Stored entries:
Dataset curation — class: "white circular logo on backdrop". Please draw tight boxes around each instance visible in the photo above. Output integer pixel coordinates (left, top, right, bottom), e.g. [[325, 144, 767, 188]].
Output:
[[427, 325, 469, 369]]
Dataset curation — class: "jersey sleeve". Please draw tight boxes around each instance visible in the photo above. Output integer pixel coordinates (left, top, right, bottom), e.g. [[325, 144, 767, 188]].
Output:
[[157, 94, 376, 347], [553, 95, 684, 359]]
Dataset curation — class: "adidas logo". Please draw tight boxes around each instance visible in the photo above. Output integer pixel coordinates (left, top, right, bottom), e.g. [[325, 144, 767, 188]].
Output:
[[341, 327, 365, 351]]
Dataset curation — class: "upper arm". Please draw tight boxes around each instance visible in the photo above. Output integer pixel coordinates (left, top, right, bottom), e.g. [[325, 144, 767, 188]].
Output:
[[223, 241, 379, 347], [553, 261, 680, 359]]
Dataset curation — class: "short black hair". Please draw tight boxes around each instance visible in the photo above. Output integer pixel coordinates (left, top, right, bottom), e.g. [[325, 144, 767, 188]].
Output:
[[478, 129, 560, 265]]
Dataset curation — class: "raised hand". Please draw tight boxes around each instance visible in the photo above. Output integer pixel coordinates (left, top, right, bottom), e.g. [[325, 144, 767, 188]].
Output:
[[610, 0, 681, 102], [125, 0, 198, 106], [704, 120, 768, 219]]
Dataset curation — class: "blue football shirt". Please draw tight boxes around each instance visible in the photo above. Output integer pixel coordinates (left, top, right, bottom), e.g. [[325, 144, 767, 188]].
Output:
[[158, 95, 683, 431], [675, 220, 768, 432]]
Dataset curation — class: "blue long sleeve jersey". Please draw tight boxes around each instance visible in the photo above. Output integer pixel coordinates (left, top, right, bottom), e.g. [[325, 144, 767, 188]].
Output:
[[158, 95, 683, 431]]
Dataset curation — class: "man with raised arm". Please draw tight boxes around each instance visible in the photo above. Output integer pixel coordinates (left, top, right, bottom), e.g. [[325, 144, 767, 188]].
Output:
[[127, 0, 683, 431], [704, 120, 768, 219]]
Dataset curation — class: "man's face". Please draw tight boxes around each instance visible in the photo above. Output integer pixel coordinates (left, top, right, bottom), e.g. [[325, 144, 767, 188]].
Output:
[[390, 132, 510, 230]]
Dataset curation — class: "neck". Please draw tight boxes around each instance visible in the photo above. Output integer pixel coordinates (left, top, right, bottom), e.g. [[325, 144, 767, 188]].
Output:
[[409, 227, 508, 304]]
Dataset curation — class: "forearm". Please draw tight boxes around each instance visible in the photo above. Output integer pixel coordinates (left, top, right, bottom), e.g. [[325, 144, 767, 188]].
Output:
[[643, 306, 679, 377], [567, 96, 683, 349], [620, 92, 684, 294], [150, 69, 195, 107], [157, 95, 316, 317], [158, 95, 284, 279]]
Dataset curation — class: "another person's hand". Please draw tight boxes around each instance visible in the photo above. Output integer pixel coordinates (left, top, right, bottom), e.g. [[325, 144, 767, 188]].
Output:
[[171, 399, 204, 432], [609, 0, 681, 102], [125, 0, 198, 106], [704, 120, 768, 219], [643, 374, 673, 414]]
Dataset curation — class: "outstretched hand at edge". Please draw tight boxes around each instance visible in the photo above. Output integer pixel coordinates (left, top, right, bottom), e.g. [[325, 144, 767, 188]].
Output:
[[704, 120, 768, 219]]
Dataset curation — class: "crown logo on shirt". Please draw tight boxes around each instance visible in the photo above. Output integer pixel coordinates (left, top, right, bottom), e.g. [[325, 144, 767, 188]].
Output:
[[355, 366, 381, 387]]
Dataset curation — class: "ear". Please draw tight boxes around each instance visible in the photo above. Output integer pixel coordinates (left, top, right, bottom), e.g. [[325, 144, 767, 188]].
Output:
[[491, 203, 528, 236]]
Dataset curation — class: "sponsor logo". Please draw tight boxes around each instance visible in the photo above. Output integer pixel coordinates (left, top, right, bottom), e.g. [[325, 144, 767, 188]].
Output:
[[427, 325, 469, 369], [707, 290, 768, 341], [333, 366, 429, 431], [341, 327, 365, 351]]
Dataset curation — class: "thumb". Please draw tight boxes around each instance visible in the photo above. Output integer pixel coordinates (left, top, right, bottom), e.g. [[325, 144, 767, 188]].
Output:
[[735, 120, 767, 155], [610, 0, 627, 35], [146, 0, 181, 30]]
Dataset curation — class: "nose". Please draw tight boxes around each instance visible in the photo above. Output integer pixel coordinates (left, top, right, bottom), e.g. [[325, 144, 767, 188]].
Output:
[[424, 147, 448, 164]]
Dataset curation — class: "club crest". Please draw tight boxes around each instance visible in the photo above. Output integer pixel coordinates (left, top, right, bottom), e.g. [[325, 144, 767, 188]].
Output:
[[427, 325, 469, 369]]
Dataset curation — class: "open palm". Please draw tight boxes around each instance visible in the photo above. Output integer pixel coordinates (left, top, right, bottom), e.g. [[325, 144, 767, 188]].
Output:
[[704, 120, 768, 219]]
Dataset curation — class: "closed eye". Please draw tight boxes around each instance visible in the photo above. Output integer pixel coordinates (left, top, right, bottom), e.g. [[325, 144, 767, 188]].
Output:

GIVEN INSTRUCTION
Render every line of the records above as a numbered list, omitting blank lines.

RESPONSE BELOW
1. Dataset curation — class: "white circular logo on backdrop". Please draw tight boxes around each instance visible in the photo above. Output integer pixel coordinates (left, top, right, bottom), e.g. [[325, 144, 767, 188]].
2. Output:
3. [[427, 325, 469, 369]]
4. Dataset curation — class: "jersey sleeve". Please draw tight boxes around each instance visible in the photo above. Output integer pixel coordinates (left, top, right, bottom), e.g. [[325, 144, 767, 188]].
5. Output:
6. [[157, 94, 376, 347], [553, 95, 684, 359]]
7. Dataset curation — class: "adidas logo". Please draw tight boxes around each instance visible in the photo above. Output integer pixel coordinates (left, top, right, bottom), e.g. [[325, 144, 767, 188]].
8. Output:
9. [[341, 327, 365, 351]]
10. Dataset curation — class: "upper arm". Please draw tight boxes around each instance visible in the photo above. Output integer pixel coordinates (left, top, right, bottom), e.g. [[325, 144, 767, 188]].
11. Output:
12. [[223, 241, 379, 347], [553, 261, 680, 359]]
13. Dataset curation — class: "short black hair". Please draw tight boxes around each instance visible in the photo above. Output integer pixel coordinates (left, top, right, bottom), e.g. [[325, 144, 767, 188]].
14. Output:
15. [[478, 129, 560, 265]]
16. Dataset curation — class: "raised hand". Please draw tight boxes around each instance visible in the photo above. Output integer pixel coordinates (left, top, right, bottom), e.g. [[325, 144, 767, 188]].
17. Output:
18. [[610, 0, 681, 102], [125, 0, 198, 106], [704, 120, 768, 219]]
19. Dataset curation — class: "blue football shirt". Please draw tight boxes around each instance visible in the photo above. Output integer pixel coordinates (left, top, right, bottom), e.g. [[325, 144, 767, 188]].
20. Output:
21. [[158, 95, 683, 431], [675, 220, 768, 432]]
22. Dataset curation — class: "blue long sleeve jersey". Please draw tight boxes around each instance visible in the photo above. Output integer pixel coordinates (left, top, right, bottom), e.g. [[325, 144, 767, 188]].
23. Output:
24. [[158, 95, 683, 431]]
25. Dataset curation — class: "man with raised arm". Please draw tight boxes around each instance visible in the photo above. Output integer pixel coordinates (left, top, right, bottom), e.g. [[325, 144, 767, 188]].
26. Output:
27. [[127, 0, 683, 431], [704, 120, 768, 219]]
28. Dataset curation — class: "man's face". Please draw tight boxes around each instance visible in the photo above. Output integer pixel coordinates (left, top, right, bottom), e.g. [[325, 144, 767, 188]].
29. Output:
30. [[390, 132, 510, 230]]
31. Dataset curation — class: "neck". Please draw tight boxes around each instance visible in the photo above. Output integer pixel coordinates (left, top, right, bottom), e.g. [[325, 144, 767, 188]].
32. Output:
33. [[409, 227, 508, 304]]
34. Dataset curation — class: "forearm". Please draw tight boxes around each instance visible in the photo above. Output integer pixel coordinates (left, top, right, bottom), e.g. [[325, 144, 767, 188]].
35. Output:
36. [[643, 306, 679, 377], [567, 96, 683, 349], [620, 92, 684, 294], [150, 69, 195, 107], [157, 95, 316, 317], [158, 95, 284, 279]]
37. Dataset curation — class: "another person's hand". Please draw tight boxes around each instance visible in the photo above. Output integer pixel coordinates (left, top, right, bottom), e.g. [[325, 144, 767, 188]].
38. Output:
39. [[171, 399, 204, 432], [609, 0, 681, 102], [125, 0, 198, 106], [704, 120, 768, 219], [643, 374, 673, 414]]
40. Dataset curation — class: "outstretched hand at edge". Please draw tight boxes around each instance visible in the photo above. Output integer pixel coordinates (left, top, right, bottom), e.g. [[325, 144, 767, 188]].
41. Output:
42. [[704, 120, 768, 219]]
43. Dataset curation — class: "crown logo on shirt". Please draw tight boxes around each instance visible in the photo above. Output integer pixel coordinates (left, top, right, bottom), e.g. [[325, 144, 767, 188]].
44. Output:
45. [[355, 366, 381, 387]]
46. Dataset curation — class: "ear". Please draw tight boxes around each instance visible in the photo above. Output integer pixel coordinates (left, top, right, bottom), e.g. [[325, 144, 767, 188]].
47. Output:
48. [[491, 203, 528, 236]]
49. Dataset curation — class: "sponsor logo". Please draw tight boxes around each instance visible in the photo above. Output integer pixel coordinates (left, top, right, bottom), e.g. [[325, 144, 767, 188]].
50. Output:
51. [[427, 325, 469, 369], [707, 290, 768, 341], [333, 366, 429, 431], [341, 327, 365, 351]]
52. Dataset curation — class: "thumb". Please draw tight boxes around each instance visible in the photo above. Output integer pixel coordinates (left, top, right, bottom), e.g. [[325, 144, 767, 188]].
53. Output:
54. [[735, 120, 767, 155], [610, 0, 627, 35], [146, 0, 181, 30]]
55. Dataset curation — class: "nose". Please draw tight boxes around each instance visible in the photo above. Output integer pixel coordinates (left, top, right, bottom), e.g. [[325, 144, 767, 188]].
56. Output:
57. [[424, 147, 448, 164]]
58. Dataset curation — class: "club crest". Please draw tight boxes around each instance visible in the photo above. Output integer pixel coordinates (left, top, right, bottom), e.g. [[325, 144, 767, 188]].
59. Output:
60. [[427, 325, 469, 369]]
61. Dataset curation — class: "open palm". Please draw tight boxes around each instance visible in the photo above. Output integer pixel coordinates (left, top, right, bottom), e.g. [[325, 144, 767, 188]].
62. Output:
63. [[704, 120, 768, 219]]
64. Dataset curation — class: "closed eye". Please draw tight boxes around each instance visible in the photo above. Output integer pixel coordinates (left, top, right, bottom), e.g. [[325, 144, 767, 188]].
65. Output:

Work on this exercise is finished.